▸ **Exercise**: Convert the lines of the entries below into a Markdown table with a column "No." for the row number and a column "Text" for the line, skipping blank lines. Leave the pictures out of the table.

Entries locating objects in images
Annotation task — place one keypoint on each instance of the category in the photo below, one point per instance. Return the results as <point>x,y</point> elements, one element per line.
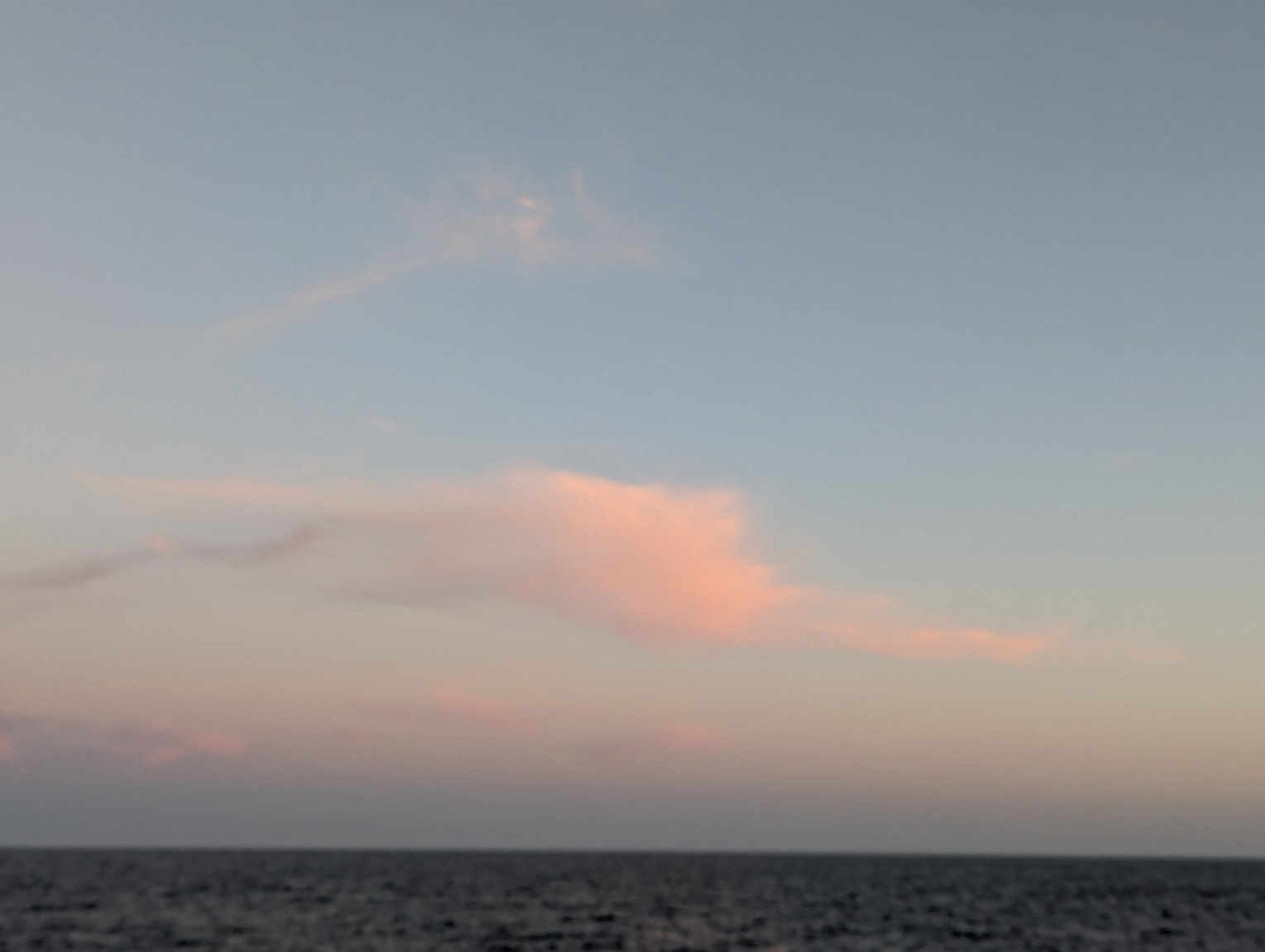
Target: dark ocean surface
<point>570,902</point>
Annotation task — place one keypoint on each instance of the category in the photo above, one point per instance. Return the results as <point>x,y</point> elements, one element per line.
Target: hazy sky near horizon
<point>704,425</point>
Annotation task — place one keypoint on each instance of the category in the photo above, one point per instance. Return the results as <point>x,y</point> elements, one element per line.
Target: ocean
<point>625,902</point>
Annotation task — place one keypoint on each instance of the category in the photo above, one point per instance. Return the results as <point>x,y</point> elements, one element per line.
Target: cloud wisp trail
<point>150,745</point>
<point>499,223</point>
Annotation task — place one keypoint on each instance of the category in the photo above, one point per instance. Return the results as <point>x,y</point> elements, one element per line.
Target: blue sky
<point>895,319</point>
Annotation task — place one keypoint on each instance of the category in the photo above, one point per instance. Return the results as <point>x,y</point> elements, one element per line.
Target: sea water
<point>625,902</point>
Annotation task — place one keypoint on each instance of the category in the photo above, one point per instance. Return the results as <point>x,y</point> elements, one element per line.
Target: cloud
<point>456,704</point>
<point>494,220</point>
<point>384,425</point>
<point>656,564</point>
<point>675,739</point>
<point>150,745</point>
<point>74,574</point>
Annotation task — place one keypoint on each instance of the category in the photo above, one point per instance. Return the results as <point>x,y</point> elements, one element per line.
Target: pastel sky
<point>634,425</point>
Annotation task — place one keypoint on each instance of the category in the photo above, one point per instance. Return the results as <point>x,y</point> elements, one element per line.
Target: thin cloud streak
<point>453,704</point>
<point>74,574</point>
<point>503,223</point>
<point>692,739</point>
<point>150,745</point>
<point>654,564</point>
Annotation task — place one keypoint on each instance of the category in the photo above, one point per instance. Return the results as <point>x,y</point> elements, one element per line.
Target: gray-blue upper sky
<point>964,298</point>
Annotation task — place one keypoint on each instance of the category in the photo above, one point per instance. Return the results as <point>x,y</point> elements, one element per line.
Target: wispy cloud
<point>654,564</point>
<point>691,739</point>
<point>72,574</point>
<point>494,219</point>
<point>384,425</point>
<point>456,704</point>
<point>150,745</point>
<point>460,706</point>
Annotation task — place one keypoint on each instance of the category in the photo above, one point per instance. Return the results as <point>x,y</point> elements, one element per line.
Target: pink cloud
<point>656,564</point>
<point>673,739</point>
<point>150,745</point>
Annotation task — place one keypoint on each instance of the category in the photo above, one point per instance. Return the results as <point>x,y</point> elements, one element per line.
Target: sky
<point>828,426</point>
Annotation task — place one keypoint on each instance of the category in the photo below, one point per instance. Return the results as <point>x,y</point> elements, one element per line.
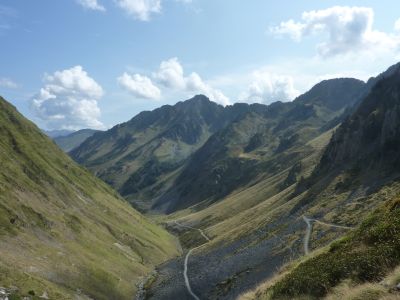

▸ **The response**:
| No. | Text |
|---|---|
| 1 | Annotation task — place one keypoint on each instance of the category in the photo below, one point per instance. Return the results as <point>x,y</point> elements, one element per line. |
| 2 | Target: dark ocean surface |
| 3 | <point>570,902</point> |
| 4 | Annotation task — place one keypoint on each instance of the category in the photo above, one point per instance. Return the results as <point>x,y</point> elements, one element per line. |
| 5 | Target: hazy sky near horizon |
| 6 | <point>704,425</point> |
| 7 | Annotation task — place one keypoint on each instance of the category in the photo above, one point per instance. Return the results as <point>x,y</point> elements, one element per line. |
| 8 | Target: ocean |
| 9 | <point>625,902</point> |
| 10 | Annotation task — place one keypoint on each instance of the category in the photo above, one point per instance. Return the results as <point>x,y</point> elements, one element per line. |
| 11 | Target: cloud wisp trail |
| 12 | <point>150,745</point> |
| 13 | <point>499,223</point> |
| 14 | Annotation task — place one keypoint on each instance of the category in the photo above, one point per instance. Return the results as <point>x,y</point> elements, one element per line. |
| 15 | Target: blue sky |
| 16 | <point>895,319</point> |
| 17 | Annotation task — place one keypoint on each instance of the category in the photo above, one point per instance. Return the results as <point>x,y</point> elements, one element per line. |
| 18 | Target: sea water |
| 19 | <point>625,902</point> |
| 20 | Annotation task — place one keypoint on each instance of the category in the photo above, one point per instance. Return the results as <point>x,y</point> elements, one element per line. |
| 21 | Target: cloud |
| 22 | <point>456,704</point> |
| 23 | <point>494,220</point> |
| 24 | <point>384,425</point> |
| 25 | <point>656,564</point> |
| 26 | <point>675,739</point> |
| 27 | <point>150,745</point> |
| 28 | <point>74,574</point> |
| 29 | Annotation task — place one keypoint on each instance of the category in the photo above, one point per instance. Return the results as <point>x,y</point> elements, one element per line. |
| 30 | Target: pastel sky |
| 31 | <point>634,425</point> |
| 32 | Annotation task — place one keypoint on each instance of the category in the photo above, one point per instance. Return the results as <point>x,y</point> elements, one element per line. |
| 33 | Target: thin cloud streak |
| 34 | <point>453,704</point> |
| 35 | <point>74,574</point> |
| 36 | <point>503,223</point> |
| 37 | <point>692,739</point> |
| 38 | <point>150,745</point> |
| 39 | <point>654,564</point> |
| 40 | Annotation task — place one keypoint on each instance of the category in the photo above, one point per instance. Return the results as <point>x,y</point> elements, one element per line. |
| 41 | Target: gray-blue upper sky |
| 42 | <point>964,298</point> |
| 43 | Annotation task — place one keypoint on each instance of the category in the photo above, one point per instance. Return the results as <point>x,y</point> elements, one element per line. |
| 44 | Target: wispy cloud |
| 45 | <point>654,564</point> |
| 46 | <point>691,739</point> |
| 47 | <point>72,574</point> |
| 48 | <point>494,219</point> |
| 49 | <point>384,425</point> |
| 50 | <point>456,704</point> |
| 51 | <point>150,745</point> |
| 52 | <point>460,706</point> |
| 53 | Annotation task — place one keypoint on each instance of the category in the photo above, one point per instance. Return the results as <point>x,y</point> elements, one element per line. |
| 54 | Target: pink cloud |
| 55 | <point>656,564</point> |
| 56 | <point>673,739</point> |
| 57 | <point>150,745</point> |
| 58 | Annotation task — place one keypoint on each instance of the category in the photo above, one point per instance. Return the results as <point>x,y</point> elements, one element per line. |
| 59 | Target: sky |
| 60 | <point>828,426</point> |
| 61 | Annotation task — place one keypoint on each instance of the category in the photo below, one point per instance. Return the results as <point>x,y</point> elements, one element per line. |